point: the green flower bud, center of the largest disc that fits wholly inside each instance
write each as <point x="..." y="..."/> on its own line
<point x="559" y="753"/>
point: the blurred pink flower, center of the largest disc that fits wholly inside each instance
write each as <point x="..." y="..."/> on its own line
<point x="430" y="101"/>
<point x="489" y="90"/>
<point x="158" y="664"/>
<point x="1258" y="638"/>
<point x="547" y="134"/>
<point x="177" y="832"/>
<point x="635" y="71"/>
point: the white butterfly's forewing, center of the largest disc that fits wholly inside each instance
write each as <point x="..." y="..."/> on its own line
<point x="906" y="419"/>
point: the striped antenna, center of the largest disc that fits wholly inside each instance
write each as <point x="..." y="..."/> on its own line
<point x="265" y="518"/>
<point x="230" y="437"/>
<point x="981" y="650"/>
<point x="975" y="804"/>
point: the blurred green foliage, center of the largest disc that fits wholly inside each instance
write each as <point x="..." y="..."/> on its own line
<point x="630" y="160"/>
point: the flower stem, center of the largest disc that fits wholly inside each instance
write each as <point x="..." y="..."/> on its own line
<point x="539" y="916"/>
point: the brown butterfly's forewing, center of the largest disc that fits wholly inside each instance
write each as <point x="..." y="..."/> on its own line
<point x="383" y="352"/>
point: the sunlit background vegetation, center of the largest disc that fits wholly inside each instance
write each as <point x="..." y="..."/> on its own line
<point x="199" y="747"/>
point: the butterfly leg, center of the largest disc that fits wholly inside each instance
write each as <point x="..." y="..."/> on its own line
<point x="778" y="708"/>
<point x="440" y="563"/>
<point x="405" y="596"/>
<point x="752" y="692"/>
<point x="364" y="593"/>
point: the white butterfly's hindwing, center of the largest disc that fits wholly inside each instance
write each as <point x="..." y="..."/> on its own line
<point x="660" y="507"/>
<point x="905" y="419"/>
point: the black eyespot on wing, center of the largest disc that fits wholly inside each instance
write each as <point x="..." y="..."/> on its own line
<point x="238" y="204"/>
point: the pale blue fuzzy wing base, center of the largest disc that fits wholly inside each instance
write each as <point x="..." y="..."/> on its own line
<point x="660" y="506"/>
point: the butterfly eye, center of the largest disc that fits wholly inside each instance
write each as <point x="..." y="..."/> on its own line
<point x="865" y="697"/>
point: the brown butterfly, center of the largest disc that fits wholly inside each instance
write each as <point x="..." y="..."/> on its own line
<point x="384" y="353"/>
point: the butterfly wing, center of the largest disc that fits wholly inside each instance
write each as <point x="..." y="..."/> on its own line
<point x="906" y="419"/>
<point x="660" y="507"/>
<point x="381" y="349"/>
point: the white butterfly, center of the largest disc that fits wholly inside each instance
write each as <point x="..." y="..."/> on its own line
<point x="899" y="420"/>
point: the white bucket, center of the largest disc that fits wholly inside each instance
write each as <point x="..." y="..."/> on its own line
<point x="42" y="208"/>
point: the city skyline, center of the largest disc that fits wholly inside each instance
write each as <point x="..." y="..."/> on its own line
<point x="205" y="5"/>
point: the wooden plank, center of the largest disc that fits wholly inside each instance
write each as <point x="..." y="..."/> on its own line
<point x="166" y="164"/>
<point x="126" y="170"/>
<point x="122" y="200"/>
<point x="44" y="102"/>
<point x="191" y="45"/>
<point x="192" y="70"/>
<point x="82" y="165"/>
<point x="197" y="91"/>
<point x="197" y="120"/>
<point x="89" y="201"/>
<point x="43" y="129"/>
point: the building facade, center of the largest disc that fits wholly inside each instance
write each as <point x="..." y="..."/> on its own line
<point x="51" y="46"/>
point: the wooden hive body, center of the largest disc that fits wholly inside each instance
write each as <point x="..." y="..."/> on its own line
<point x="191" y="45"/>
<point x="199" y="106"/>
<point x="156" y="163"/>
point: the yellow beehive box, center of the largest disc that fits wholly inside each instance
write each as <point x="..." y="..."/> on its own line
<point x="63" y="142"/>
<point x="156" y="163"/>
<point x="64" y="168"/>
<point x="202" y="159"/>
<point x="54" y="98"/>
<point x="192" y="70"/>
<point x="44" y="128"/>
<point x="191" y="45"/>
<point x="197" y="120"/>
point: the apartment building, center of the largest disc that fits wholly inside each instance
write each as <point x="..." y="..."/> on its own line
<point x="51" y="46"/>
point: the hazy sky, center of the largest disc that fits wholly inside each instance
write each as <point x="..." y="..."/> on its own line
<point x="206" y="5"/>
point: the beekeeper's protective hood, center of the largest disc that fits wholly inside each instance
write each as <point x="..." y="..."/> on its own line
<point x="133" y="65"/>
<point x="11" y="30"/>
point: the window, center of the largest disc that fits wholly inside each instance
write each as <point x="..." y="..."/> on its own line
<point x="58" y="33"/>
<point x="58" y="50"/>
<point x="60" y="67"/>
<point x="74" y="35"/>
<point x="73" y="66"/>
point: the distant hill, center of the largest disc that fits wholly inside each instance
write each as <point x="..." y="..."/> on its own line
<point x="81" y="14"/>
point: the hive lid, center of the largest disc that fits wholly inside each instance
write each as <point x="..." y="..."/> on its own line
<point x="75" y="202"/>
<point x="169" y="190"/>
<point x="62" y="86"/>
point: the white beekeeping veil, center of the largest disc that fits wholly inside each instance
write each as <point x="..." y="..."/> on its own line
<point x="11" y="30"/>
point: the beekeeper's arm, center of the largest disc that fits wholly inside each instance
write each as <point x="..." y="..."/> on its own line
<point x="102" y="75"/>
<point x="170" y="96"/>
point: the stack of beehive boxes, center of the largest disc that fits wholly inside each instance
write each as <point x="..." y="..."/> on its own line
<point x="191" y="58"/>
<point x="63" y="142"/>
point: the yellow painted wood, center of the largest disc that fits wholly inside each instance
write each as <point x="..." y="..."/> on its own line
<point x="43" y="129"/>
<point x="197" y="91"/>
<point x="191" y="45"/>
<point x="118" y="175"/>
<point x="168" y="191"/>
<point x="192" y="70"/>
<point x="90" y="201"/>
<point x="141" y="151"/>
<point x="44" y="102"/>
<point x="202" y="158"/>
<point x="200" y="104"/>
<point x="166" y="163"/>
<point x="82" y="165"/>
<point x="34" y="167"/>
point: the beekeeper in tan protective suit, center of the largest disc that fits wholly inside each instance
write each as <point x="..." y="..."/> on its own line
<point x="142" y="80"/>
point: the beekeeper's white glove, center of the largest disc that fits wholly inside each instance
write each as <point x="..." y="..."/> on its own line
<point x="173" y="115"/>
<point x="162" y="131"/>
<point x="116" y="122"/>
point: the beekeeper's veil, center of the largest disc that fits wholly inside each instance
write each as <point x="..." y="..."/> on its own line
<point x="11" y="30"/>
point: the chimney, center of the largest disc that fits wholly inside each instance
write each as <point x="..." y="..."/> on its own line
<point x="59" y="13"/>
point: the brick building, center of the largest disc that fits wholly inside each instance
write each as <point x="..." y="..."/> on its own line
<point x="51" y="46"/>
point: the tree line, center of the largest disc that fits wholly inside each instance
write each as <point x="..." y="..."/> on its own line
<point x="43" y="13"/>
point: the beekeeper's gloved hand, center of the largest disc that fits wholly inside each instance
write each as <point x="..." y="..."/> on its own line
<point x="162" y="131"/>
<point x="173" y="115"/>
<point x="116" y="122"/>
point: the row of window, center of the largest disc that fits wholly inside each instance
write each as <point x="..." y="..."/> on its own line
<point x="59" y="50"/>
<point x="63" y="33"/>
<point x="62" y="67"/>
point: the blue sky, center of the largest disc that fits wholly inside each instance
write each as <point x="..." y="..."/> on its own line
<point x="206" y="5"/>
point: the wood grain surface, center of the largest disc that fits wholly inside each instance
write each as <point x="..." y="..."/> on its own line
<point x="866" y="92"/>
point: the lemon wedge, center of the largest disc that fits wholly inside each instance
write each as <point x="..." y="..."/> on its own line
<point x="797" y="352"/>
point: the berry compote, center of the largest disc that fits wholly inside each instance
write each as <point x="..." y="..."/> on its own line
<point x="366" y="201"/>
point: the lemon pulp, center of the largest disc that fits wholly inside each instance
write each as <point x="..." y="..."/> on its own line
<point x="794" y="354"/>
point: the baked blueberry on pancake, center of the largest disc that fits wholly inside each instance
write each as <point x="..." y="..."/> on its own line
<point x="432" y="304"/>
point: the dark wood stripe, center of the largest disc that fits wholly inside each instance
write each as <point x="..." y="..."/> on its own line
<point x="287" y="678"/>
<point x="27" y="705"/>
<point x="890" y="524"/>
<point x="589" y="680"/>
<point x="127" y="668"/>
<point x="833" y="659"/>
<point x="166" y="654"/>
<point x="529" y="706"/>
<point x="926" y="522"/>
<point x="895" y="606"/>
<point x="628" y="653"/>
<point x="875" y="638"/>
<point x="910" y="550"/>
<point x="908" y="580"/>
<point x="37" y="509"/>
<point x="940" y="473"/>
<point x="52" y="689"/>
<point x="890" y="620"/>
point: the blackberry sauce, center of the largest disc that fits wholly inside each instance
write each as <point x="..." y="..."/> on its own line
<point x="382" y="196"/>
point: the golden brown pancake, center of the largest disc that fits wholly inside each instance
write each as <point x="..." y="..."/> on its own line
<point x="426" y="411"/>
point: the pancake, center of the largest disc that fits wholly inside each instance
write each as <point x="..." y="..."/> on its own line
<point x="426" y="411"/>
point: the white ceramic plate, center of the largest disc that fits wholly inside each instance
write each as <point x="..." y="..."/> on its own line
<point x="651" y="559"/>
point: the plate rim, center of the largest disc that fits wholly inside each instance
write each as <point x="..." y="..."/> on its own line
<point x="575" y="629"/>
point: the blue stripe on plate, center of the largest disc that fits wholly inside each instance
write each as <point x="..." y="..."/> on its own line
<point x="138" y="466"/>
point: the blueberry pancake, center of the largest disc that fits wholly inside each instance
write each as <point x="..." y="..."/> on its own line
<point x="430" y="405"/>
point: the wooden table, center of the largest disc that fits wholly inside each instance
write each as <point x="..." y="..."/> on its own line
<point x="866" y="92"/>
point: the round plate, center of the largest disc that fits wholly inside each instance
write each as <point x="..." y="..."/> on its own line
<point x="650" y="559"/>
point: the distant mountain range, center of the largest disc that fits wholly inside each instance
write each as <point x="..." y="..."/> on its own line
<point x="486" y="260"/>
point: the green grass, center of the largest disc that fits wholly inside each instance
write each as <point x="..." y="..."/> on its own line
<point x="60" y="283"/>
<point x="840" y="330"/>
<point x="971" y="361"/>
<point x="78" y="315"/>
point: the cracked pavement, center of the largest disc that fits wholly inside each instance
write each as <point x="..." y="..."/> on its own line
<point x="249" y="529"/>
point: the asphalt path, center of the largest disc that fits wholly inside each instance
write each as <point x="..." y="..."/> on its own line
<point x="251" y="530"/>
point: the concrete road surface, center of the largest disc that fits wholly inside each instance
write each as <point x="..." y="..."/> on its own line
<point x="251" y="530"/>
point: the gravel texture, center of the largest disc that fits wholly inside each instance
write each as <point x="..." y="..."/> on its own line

▶ _Task requirements_: Print again the material above, limited to the lines from the one holding "point: the cracked" through the last, inclusive.

▶ _Exercise solution_:
point: the cracked pavement, center of the largest disc that fits wholly inside each instance
write each as <point x="..." y="..."/> on its own line
<point x="249" y="529"/>
point: the asphalt path, center of the largest disc that fits wholly inside each instance
write each as <point x="..." y="..."/> on its own line
<point x="251" y="530"/>
point: the concrete road surface, center of the largest disc that fits wholly inside each instance
write each as <point x="..." y="..."/> on its own line
<point x="251" y="530"/>
point: the gravel texture, center of the largest disc that fits wholly inside each instance
write each as <point x="..." y="..."/> on its own line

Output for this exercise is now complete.